- _Текст упражнения_:
* * * * * * * * *
Олега Ивановича наказали: отстранили от съемок на «Мосфильме» сроком на два года – так гласил указ директора. Отстранили, как бы извиняясь, оправдываясь: мол, О.И., могло быть и хуже, снимайтесь пока на «Ленфильме», а два года наказания пролетят незаметно. Сизов, мне кажется, внутренне понимал правоту артиста; к тому же многие самые именитые его коллеги, отказавшись играть «после Борисова» в «Двадцати шести днях…», тем самым его поддержали. Согласился лишь Толя Солоницин, объясняя это своим бедственным положением (а оно действительно было ужасным) и необходимостью любой ценой получить хоть какую-то работу. При этом он, конечно, чувствуя некоторую неловкость, позвонил Борисову в Ленинград: «Олег, понимаешь… я должен играть». – «Играй», – спокойно и уважительно, не вдаваясь в подробности, ответил Борисов. (Вскоре им предстояло стать партнерами в фильме «Остановился поезд», но ситуация с заменой одного «Достоевского» другим не помешала их отношениям на картине: они легко и с удовольствием снимались вместе, отдыхали после съемок, долго и помногу читали стихи.)
Конечно, на студии все обсуждали поступок Олега Ивановича, кто-то называл его героическим и беспрецедентным, кто-то, довольный, потирал руки, радуясь чужой крови. Обсуждали и то, как Никита Михалков просил разрешения у Сизова снимать Борисова в «Родне». Просил, но не выпросил – директор твердо стоял на своем во исполнение своего же приказа.
В то время мы с Миндадзе сидели в Матвеевской, в Доме ветеранов кино, и заканчивали режиссерский сценарий «Смерть машиниста» (впоследствии названный «Остановился поезд»). И чем больше сидели, тем яснее нам представлялся человек из «Достоевского» подполья, непривлекательный и «для людей» злой, с больной печенью. Человек «чем более сознававший о прекрасном и высоком, тем глубже опускавшийся в свою тину и совершенно завязший в ней».
* * * * * * * * *
- _Сведения_:
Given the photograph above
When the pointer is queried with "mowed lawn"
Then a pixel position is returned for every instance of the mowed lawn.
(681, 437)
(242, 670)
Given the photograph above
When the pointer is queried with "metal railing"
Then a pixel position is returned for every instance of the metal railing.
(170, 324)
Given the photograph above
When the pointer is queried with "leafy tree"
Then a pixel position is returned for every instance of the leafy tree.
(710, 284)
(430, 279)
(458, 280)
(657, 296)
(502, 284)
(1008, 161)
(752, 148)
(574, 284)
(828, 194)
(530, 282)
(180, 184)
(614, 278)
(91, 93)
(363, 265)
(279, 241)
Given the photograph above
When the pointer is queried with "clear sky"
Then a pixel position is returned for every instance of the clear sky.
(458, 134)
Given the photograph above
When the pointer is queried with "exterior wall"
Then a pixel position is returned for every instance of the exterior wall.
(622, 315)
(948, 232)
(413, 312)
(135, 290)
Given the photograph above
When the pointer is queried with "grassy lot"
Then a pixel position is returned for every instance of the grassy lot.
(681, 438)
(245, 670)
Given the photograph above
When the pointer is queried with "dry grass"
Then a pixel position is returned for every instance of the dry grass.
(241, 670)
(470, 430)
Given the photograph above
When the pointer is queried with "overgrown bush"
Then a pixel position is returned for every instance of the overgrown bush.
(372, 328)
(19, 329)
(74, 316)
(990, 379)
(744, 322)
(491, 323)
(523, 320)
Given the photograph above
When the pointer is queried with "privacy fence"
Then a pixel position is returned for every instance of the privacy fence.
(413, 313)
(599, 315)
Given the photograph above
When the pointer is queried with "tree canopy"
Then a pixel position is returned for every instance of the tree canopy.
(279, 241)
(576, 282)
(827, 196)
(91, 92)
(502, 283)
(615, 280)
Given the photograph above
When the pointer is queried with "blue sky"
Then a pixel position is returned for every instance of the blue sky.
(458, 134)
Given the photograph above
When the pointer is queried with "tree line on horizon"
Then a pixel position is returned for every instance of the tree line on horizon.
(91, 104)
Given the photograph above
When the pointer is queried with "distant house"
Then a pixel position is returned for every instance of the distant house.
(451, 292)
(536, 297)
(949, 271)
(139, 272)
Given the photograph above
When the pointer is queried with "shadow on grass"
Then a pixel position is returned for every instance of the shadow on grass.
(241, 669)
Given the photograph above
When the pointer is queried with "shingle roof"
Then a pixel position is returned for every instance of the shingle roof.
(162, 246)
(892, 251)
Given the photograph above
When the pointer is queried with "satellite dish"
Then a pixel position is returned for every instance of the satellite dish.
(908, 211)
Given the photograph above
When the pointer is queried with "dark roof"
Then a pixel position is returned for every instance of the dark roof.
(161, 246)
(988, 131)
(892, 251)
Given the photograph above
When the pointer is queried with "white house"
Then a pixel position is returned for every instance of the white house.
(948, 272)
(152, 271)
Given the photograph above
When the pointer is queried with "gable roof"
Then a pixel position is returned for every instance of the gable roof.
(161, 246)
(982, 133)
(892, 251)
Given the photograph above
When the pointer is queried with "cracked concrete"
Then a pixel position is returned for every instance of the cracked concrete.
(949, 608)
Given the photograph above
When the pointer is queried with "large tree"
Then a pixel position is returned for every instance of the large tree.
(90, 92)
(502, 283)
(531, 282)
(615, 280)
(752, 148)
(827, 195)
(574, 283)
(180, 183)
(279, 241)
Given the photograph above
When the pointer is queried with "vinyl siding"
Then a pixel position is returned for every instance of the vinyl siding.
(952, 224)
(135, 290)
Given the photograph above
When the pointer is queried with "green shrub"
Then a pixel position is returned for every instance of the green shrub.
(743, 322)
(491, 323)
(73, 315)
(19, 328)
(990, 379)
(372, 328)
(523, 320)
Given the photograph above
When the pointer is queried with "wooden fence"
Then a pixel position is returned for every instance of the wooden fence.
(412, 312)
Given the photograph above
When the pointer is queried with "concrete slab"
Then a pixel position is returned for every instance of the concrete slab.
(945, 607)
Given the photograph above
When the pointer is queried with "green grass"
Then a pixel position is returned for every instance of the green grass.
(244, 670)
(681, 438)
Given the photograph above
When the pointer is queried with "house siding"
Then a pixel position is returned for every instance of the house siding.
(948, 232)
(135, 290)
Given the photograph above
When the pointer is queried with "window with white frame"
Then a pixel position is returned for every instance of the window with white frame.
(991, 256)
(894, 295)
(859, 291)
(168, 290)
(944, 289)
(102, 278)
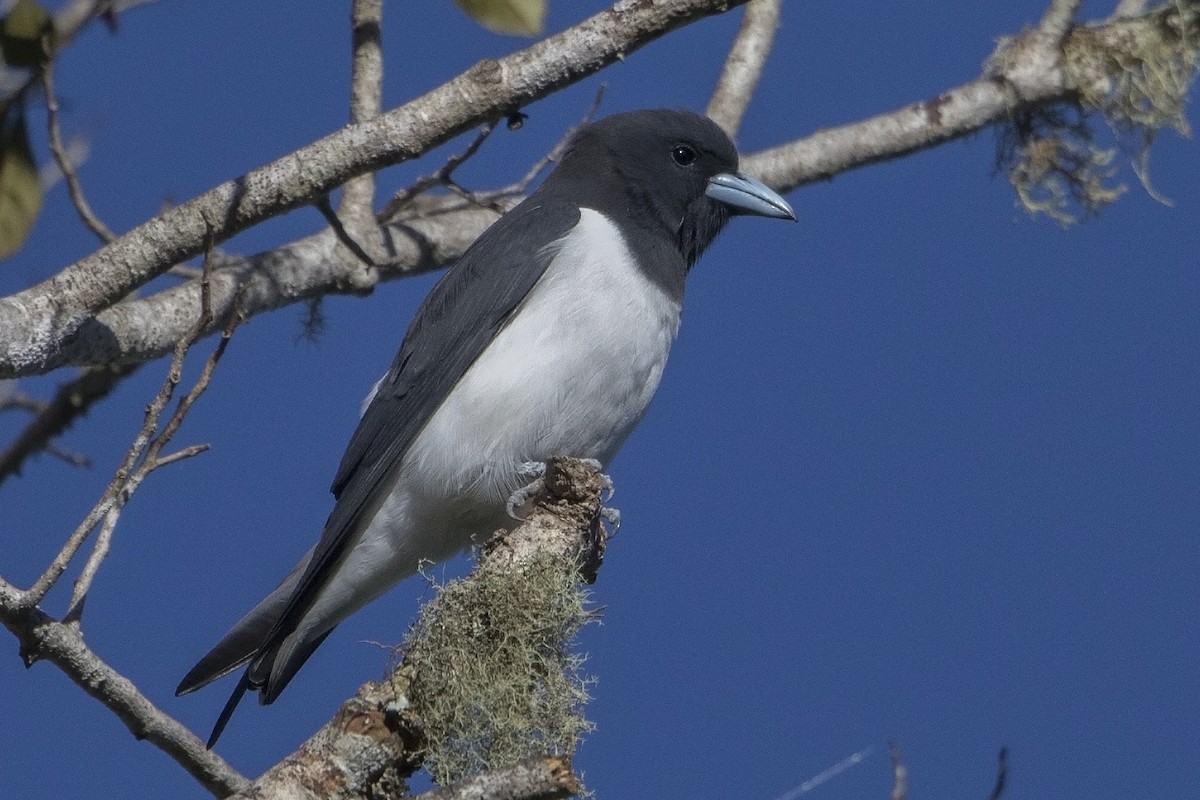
* * * * * * * * *
- _Задания_:
A – На какой срок Олега Ивановича отстранили от съемок на «Мосфильме», если верить тексту о наказании Олега Борисова?
B – Перепишите из текста о наказании Олега Борисова отрывок от слов «Конечно, на студии» до слов «своего же приказа.» включительно. Замените в нем «Сизова» на «директора студии».
C – Допишите текст о наказании Олега Борисова дальше, начиная сразу после его последнего предложения.

- _Ответы к упражнению_:
A – На два года.

B –
Конечно, на студии все обсуждали поступок Олега Ивановича, кто-то называл его героическим и беспрецедентным, кто-то, довольный, потирал руки, радуясь чужой крови. Обсуждали и то, как Никита Михалков просил разрешения у директора студии снимать Борисова в «Родне». Просил, но не выпросил – директор твердо стоял на своем во исполнение своего же приказа.

C –
Кто мог эту тину распутать (хотя бы начать распутывать, как казалось), вытащить из нее себя и все общество – инертное, уже пожелтевшее от болезни, а заодно и болезнь объявить, с указанием причины и точного диагноза? Только герой Борисова.
Вот и мерещился он нам в Матвеевской, все больше занимая воображение, переходя из литературного сценария в режиссерский, из режиссерского – уже в реальный план действий. Мы помнили, что Борисов на студии запрещен, что он – «персона нон грата», но тут же об этом забывали, когда продолжали работать.
Надо рискнуть, что мы теряем? – думали мы. Откажут – пусть, но тогда наконец станет ясно, что этого фильма не будет – про подполье, советского подпольного человека. А будет другой – с артистом N. или N.N. на тему не менее исключительную, но другую.
Первое, что сделали, – позвонили Борисову в Ленинград. Алла Романовна, жена артиста, обрадовалась звонку, но шансы получить разрешение на съемку оценила как мизерные: «Конечно, приезжайте, конечно, сценарий привозите… но лучше бы годика через два!»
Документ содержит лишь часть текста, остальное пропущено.